(EXERCISE GOAL): Copy exactly, and only, the lines from the one containing "Look at the photo above. For every instance of the thick" through the last line of the records below.

= Beginning of Section =

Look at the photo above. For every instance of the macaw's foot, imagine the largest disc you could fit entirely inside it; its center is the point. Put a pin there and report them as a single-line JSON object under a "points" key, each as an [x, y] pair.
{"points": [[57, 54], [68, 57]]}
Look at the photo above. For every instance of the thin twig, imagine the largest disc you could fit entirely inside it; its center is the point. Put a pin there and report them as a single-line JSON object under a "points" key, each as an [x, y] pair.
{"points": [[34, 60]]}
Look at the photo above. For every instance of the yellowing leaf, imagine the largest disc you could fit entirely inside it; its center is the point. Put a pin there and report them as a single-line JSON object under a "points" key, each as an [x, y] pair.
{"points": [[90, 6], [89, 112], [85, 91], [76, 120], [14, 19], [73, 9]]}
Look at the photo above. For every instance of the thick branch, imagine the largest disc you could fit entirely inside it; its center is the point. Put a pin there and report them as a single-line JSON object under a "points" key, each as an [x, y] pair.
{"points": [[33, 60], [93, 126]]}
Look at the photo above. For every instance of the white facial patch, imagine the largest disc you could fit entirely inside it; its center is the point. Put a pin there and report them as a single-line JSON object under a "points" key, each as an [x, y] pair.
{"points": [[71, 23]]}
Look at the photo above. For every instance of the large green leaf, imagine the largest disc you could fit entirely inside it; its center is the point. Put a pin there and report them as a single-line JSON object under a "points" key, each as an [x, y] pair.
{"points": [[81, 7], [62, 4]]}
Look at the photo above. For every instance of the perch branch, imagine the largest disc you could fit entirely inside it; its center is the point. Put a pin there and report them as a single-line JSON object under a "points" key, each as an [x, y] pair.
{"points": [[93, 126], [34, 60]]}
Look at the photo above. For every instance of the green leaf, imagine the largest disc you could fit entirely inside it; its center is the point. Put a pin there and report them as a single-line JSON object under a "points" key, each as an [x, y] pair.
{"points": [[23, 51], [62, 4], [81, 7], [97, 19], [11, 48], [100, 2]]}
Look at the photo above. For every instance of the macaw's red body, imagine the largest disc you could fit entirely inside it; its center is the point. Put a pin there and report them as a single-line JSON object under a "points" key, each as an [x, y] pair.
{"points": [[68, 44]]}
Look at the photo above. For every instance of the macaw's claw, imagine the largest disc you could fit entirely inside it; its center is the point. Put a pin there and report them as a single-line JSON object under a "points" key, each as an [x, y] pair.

= End of Section =

(YOUR RESPONSE):
Look at the photo above. For every instance of the thick branch, imagine the largest disc you could fit entirely inside it; its center is the point. Put a pin there and report them as a single-line JSON object under a "points" key, each as an [x, y] pair.
{"points": [[33, 60], [93, 126]]}
Look at the photo above. For every instance of the white facial patch, imagine the largest disc you could fit entirely inside it; its center is the point. Put a pin there and report them as a single-line JSON object under a "points" key, each as an [x, y] pair.
{"points": [[71, 23]]}
Look at the photo above. For every instance of the large green leaf, imagine the largest disc you could fit entirely inside it; its center is the point. Put a pin there and report them as a single-line JSON object under a "points" key, each as an [x, y] pair.
{"points": [[81, 7], [62, 4]]}
Look at the photo above. For every instance of the perch branch, imagine the largest disc you could fit entirely inside it; its center is the point. Put a pin there and report them as a single-line JSON object under a "points" key, each as an [x, y] pair.
{"points": [[93, 126], [34, 60]]}
Look at the photo above. For every instance of the green leaf, imagine the largest disc you could fit entirely inside it; its center is the point. Put a pin there and report them as a single-line JSON object under a "points" key, each as an [x, y] pair.
{"points": [[23, 51], [62, 4], [81, 7], [97, 19], [11, 48], [100, 2]]}
Look at the photo above. For every instance of the macaw's red body, imagine the largest disc you could fit entirely inside it; its center is the point. Put a pin there and report them as a single-line JSON object under a "points" key, each as an [x, y] pair.
{"points": [[68, 44]]}
Look at the photo above. For every instance of the macaw's claw, imagine the largest disc you could fit entirely inside it; its center is the point. Put a pin there and report them as a single-line JSON object under a "points" key, each as an [x, y] pair.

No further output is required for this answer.